WHAT YOU HAVE TO DO
List each line of the items below that contains the word "black", copying every such line in full.

INPUT MATERIAL
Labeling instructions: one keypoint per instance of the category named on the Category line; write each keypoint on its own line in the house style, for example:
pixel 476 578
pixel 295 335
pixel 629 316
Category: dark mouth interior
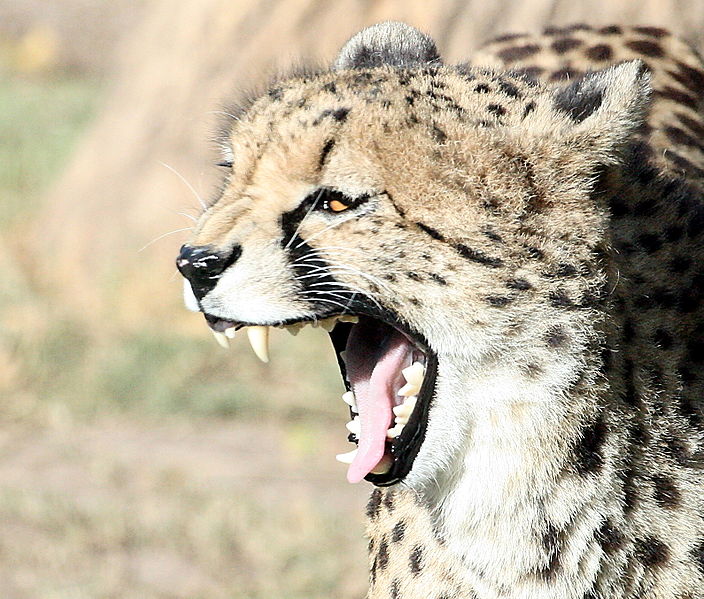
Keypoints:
pixel 389 374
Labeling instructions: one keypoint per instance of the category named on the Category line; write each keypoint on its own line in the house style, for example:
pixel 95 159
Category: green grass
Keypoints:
pixel 40 122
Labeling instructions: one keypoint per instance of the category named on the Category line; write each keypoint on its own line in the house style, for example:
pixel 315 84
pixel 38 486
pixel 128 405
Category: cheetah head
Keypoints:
pixel 414 209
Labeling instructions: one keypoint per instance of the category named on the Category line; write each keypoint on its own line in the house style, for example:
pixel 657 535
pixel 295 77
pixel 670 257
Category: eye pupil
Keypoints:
pixel 337 206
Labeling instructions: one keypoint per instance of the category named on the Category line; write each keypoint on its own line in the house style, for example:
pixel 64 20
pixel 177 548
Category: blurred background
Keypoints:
pixel 137 458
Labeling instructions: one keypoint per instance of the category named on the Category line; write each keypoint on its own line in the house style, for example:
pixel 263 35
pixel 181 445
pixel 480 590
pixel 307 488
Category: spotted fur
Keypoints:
pixel 538 218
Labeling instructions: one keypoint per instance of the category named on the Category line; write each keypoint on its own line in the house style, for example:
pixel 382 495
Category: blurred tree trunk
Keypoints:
pixel 178 68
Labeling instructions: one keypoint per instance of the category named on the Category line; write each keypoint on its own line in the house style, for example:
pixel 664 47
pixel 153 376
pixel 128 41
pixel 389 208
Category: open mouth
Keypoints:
pixel 389 374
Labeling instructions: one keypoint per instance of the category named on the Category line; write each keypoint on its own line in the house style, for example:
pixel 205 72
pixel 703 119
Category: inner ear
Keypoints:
pixel 389 43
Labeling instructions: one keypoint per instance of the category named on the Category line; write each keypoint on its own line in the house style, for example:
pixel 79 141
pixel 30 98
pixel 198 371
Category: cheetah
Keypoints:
pixel 507 255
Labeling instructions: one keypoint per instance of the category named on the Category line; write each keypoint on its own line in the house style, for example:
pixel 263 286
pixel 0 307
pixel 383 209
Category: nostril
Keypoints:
pixel 202 265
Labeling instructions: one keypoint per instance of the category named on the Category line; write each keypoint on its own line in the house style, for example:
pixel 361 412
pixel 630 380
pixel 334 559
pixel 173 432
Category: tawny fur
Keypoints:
pixel 549 248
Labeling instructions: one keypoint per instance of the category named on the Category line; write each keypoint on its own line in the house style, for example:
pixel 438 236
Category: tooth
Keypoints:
pixel 409 389
pixel 355 426
pixel 346 458
pixel 394 432
pixel 259 340
pixel 329 323
pixel 384 465
pixel 222 340
pixel 349 399
pixel 414 374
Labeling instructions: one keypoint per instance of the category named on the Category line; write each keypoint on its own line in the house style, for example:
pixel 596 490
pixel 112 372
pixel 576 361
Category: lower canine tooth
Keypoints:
pixel 346 458
pixel 384 465
pixel 222 339
pixel 259 340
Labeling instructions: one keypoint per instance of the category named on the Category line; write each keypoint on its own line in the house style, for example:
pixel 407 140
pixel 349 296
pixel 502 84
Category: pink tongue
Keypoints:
pixel 374 395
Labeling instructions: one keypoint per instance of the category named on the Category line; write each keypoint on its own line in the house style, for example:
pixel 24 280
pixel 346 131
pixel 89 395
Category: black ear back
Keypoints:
pixel 389 43
pixel 626 83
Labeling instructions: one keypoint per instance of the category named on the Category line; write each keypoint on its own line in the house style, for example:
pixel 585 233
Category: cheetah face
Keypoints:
pixel 367 201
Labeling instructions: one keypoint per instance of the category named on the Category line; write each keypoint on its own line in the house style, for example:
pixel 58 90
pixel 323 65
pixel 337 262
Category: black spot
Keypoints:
pixel 398 532
pixel 327 148
pixel 662 339
pixel 577 100
pixel 651 552
pixel 498 301
pixel 416 560
pixel 599 52
pixel 691 78
pixel 560 299
pixel 478 256
pixel 438 134
pixel 516 53
pixel 438 279
pixel 552 541
pixel 676 95
pixel 646 47
pixel 389 501
pixel 565 74
pixel 276 94
pixel 665 492
pixel 530 107
pixel 609 537
pixel 565 44
pixel 430 231
pixel 656 32
pixel 374 504
pixel 650 242
pixel 587 452
pixel 382 555
pixel 698 555
pixel 556 337
pixel 337 114
pixel 680 264
pixel 509 89
pixel 519 284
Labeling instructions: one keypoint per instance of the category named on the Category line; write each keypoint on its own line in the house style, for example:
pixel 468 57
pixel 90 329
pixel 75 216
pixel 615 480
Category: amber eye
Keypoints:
pixel 332 200
pixel 337 206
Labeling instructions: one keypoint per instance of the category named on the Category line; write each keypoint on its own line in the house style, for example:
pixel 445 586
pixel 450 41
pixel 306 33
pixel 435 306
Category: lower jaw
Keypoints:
pixel 401 451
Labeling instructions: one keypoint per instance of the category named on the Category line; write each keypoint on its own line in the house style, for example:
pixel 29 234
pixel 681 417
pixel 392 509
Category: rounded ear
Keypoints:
pixel 606 106
pixel 389 43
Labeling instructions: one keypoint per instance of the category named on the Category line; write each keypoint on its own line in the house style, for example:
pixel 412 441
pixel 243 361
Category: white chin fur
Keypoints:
pixel 189 297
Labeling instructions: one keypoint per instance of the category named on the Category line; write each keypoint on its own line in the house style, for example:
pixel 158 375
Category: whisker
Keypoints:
pixel 164 235
pixel 180 176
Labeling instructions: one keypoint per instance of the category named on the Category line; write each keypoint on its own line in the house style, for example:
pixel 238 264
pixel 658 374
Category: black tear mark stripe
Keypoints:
pixel 462 249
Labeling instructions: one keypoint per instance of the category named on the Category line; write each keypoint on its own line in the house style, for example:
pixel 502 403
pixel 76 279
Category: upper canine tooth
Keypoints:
pixel 349 399
pixel 329 323
pixel 259 340
pixel 409 389
pixel 355 426
pixel 414 374
pixel 222 339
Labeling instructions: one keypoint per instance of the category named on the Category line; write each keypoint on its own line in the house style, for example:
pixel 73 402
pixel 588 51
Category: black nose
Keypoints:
pixel 203 265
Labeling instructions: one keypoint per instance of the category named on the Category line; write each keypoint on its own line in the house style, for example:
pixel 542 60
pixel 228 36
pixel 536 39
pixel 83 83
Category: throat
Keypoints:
pixel 517 483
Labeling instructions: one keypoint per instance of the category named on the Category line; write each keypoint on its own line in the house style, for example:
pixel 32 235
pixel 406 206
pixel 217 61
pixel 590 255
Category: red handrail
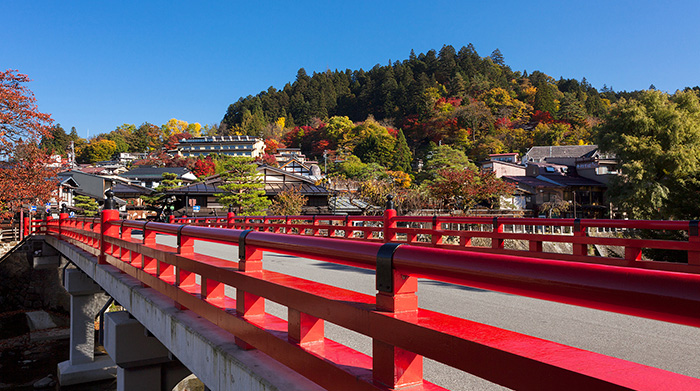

CORRECT OUTPUT
Category: black ear back
Category: black spot
Category: black tear mark stripe
Category: black nose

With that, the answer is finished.